= Exercise description =
Return, word for word, only the lines from the one containing "One point per instance, each like (163, 123)." through the last line of the entries.

= Available records =
□ □ □ □ □ □ □

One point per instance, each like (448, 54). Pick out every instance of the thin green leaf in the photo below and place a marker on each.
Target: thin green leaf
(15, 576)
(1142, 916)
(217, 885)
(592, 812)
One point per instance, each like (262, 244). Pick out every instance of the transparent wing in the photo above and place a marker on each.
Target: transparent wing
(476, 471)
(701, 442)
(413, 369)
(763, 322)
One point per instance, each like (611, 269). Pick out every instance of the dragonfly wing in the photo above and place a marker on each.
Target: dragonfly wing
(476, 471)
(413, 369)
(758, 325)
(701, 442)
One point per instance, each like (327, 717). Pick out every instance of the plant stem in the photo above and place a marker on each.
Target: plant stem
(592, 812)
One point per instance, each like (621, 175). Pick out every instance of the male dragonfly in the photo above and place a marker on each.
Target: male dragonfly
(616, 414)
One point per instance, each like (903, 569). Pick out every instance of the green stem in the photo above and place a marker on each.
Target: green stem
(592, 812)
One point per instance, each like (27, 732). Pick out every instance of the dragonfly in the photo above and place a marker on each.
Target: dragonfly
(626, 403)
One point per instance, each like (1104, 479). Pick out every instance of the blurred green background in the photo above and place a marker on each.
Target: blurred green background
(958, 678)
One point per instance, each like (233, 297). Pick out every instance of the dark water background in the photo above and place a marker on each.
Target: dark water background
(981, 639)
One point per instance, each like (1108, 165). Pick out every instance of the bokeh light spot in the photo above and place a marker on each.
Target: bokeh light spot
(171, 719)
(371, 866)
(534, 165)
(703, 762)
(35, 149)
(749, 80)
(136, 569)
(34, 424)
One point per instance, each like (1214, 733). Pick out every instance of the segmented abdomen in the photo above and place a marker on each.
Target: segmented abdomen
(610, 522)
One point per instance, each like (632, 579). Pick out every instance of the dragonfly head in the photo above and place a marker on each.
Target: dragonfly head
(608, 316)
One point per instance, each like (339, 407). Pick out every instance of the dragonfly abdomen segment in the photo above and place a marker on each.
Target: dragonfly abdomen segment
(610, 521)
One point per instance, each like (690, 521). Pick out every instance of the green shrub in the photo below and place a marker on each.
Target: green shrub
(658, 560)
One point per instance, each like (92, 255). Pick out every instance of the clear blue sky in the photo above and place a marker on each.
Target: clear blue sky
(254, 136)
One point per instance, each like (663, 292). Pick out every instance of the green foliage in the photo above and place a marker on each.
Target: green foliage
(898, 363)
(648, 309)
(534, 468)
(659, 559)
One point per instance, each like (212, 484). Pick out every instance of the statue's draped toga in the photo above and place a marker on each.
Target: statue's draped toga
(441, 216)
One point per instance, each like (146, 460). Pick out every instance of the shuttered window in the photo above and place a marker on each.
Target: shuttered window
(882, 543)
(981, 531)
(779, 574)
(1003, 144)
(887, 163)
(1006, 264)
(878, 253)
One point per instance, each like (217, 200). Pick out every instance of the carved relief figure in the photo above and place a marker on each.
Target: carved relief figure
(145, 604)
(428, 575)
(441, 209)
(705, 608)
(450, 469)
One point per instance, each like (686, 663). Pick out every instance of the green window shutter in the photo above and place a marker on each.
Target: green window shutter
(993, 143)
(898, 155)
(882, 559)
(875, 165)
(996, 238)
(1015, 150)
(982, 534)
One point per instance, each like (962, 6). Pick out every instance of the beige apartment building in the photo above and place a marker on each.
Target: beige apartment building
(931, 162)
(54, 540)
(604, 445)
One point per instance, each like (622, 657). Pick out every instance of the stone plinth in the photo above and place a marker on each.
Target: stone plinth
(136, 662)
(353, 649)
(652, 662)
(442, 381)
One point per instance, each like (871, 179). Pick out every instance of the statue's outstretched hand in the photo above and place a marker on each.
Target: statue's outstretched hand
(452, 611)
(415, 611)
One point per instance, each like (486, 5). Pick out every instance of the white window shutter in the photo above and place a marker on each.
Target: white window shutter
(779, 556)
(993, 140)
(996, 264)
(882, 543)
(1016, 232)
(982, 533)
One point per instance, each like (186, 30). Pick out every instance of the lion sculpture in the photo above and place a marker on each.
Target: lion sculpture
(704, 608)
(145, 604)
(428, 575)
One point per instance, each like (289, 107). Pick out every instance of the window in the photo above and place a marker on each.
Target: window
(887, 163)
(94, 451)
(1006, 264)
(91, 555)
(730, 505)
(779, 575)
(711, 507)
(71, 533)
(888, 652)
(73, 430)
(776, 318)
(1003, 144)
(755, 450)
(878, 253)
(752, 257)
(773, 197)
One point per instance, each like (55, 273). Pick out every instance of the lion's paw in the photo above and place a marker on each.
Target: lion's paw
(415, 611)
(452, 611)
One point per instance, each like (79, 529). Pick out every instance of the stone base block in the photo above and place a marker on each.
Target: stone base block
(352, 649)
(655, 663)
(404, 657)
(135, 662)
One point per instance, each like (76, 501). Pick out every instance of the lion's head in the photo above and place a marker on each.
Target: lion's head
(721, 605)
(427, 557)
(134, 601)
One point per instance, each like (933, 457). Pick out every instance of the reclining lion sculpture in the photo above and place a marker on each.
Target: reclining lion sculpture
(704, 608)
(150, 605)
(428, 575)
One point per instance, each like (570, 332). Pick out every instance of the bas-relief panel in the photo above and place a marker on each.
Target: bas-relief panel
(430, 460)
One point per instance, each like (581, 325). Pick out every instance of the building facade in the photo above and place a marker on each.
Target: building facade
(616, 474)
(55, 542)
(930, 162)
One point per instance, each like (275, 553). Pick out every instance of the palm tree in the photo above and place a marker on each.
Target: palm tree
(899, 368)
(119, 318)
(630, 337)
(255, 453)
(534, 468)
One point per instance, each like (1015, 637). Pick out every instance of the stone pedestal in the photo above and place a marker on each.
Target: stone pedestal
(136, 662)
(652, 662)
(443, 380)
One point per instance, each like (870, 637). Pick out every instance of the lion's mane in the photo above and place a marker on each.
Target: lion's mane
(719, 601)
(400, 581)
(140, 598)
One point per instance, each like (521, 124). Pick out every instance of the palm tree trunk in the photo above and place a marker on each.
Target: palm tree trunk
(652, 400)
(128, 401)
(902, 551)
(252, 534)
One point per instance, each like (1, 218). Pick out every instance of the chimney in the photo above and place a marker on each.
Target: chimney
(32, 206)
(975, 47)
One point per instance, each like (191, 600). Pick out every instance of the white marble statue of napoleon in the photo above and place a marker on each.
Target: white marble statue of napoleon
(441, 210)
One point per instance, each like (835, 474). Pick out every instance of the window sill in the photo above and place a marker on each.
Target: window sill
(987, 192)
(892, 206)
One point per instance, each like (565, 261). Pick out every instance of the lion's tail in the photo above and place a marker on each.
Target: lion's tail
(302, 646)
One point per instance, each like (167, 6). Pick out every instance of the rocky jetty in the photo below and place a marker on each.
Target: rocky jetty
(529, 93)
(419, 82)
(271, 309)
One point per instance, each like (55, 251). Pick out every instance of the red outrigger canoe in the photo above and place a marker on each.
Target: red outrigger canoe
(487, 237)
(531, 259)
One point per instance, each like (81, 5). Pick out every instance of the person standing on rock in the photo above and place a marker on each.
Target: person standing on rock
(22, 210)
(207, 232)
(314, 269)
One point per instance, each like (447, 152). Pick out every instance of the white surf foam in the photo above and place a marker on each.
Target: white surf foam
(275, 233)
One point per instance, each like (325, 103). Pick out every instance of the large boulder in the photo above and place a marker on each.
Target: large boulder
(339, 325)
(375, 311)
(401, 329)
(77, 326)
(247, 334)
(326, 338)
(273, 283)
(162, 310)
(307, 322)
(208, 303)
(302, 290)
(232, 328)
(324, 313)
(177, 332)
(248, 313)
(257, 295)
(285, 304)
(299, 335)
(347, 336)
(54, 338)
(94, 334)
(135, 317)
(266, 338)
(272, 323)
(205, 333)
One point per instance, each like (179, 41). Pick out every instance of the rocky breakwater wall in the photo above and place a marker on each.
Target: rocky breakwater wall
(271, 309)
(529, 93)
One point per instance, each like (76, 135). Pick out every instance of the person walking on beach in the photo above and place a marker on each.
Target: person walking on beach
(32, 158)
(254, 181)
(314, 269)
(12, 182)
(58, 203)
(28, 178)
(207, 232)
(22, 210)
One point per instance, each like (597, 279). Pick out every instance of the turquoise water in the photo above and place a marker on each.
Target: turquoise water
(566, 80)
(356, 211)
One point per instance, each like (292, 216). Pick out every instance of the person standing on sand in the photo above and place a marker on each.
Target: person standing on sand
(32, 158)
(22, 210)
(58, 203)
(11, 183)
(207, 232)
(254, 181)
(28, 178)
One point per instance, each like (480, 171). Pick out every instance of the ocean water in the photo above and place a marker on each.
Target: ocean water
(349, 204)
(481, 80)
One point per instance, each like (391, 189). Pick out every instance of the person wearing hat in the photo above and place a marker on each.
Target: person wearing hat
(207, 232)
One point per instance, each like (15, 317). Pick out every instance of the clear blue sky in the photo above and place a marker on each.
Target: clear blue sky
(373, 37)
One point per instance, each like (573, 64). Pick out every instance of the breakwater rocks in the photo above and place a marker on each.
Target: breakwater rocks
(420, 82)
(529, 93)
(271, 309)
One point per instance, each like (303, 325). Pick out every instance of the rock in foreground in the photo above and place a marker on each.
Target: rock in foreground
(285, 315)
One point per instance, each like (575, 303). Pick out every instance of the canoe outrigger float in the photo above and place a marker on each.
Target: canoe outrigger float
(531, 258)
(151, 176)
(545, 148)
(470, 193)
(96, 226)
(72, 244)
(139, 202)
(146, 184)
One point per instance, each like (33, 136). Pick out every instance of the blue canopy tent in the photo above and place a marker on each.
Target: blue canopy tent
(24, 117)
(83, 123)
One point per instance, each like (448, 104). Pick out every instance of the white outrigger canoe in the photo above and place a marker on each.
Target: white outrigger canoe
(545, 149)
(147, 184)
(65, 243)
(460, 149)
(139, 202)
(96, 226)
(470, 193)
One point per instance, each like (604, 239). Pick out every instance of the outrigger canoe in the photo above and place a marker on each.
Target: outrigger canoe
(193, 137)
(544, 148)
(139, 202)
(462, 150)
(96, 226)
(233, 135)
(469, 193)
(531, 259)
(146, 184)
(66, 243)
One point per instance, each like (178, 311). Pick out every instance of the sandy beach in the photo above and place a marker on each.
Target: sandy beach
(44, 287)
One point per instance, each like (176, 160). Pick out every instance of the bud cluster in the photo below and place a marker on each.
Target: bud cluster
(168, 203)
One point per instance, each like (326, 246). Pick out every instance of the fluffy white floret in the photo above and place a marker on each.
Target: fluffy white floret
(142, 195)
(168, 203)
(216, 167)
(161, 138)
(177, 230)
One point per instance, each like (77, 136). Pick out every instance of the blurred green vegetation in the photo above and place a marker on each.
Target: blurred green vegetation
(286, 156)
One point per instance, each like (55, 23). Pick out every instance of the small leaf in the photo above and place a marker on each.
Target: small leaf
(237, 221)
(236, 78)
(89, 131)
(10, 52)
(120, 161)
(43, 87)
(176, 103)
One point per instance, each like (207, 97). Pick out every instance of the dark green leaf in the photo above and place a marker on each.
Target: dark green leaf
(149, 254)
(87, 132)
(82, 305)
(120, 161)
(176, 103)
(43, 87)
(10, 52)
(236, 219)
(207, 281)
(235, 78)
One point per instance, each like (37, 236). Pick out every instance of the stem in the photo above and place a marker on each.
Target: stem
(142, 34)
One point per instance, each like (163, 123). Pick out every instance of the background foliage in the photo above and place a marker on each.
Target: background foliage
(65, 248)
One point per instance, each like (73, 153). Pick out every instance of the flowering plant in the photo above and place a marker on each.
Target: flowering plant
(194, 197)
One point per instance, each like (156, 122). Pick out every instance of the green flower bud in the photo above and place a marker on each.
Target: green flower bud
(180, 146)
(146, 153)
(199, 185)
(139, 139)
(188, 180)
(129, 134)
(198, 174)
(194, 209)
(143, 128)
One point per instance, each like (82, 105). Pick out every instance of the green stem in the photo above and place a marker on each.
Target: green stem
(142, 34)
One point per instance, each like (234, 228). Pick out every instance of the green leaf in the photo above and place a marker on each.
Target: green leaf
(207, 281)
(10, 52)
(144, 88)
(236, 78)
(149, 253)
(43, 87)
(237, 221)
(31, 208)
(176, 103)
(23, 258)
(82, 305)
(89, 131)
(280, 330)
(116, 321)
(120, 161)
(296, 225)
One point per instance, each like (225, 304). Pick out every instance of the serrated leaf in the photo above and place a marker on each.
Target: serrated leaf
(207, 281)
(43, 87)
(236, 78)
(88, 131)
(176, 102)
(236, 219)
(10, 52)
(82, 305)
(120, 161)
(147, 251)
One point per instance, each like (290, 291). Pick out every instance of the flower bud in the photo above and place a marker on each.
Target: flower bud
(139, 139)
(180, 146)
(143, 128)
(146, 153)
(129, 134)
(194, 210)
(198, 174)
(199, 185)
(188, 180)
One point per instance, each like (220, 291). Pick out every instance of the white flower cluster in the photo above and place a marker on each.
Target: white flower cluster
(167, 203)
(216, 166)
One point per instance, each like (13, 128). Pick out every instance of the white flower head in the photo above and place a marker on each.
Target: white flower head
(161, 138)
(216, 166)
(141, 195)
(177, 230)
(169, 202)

□ □ □ □ □ □ □

= Task solution =
One point per instance, each like (163, 123). Pick out every instance of the background foliage in the photo above and place a marker on each.
Target: background foliage
(65, 248)
One point per instance, each like (73, 153). Pick out every instance of the flowering plant in the photo above and place a marker on each.
Target: flowering plant
(194, 197)
One point per instance, each like (156, 122). Pick out every instance of the green flower bud in the photo above and place a marker on each.
Target: green flower bud
(180, 146)
(146, 153)
(199, 185)
(139, 139)
(188, 180)
(129, 134)
(198, 174)
(194, 209)
(143, 128)
One point per instance, each like (82, 105). Pick out every instance of the green stem in the photo above and place a marker on each.
Target: green stem
(142, 34)
One point per instance, each like (234, 228). Pick out every instance of the green leaf in the photo above and place a marker on each.
Target: green leaf
(207, 281)
(10, 52)
(144, 88)
(236, 78)
(149, 253)
(43, 87)
(237, 221)
(31, 208)
(176, 103)
(23, 258)
(82, 305)
(89, 131)
(280, 330)
(116, 321)
(120, 161)
(296, 225)
One point per instance, each like (225, 304). Pick out every instance of the serrated leaf in the photo above and place a marker on each.
Target: serrated leaf
(207, 281)
(43, 87)
(236, 78)
(88, 131)
(176, 102)
(236, 219)
(10, 52)
(82, 305)
(120, 161)
(147, 251)
One point per instance, each like (290, 291). Pick out every instance of the flower bud in the photo above and place a marker on each.
Target: flower bud
(139, 139)
(180, 146)
(143, 128)
(146, 153)
(129, 134)
(194, 210)
(198, 174)
(199, 185)
(188, 180)
One point per instance, each like (220, 291). Pick out every instance of the white flower cluster in the photo above and place a marker on each.
Target: white flower cluster
(167, 203)
(216, 166)
One point per instance, each like (13, 128). Pick out every instance of the white flower head in the photo above and place a marker on each.
Target: white flower head
(161, 138)
(216, 166)
(141, 195)
(177, 230)
(169, 202)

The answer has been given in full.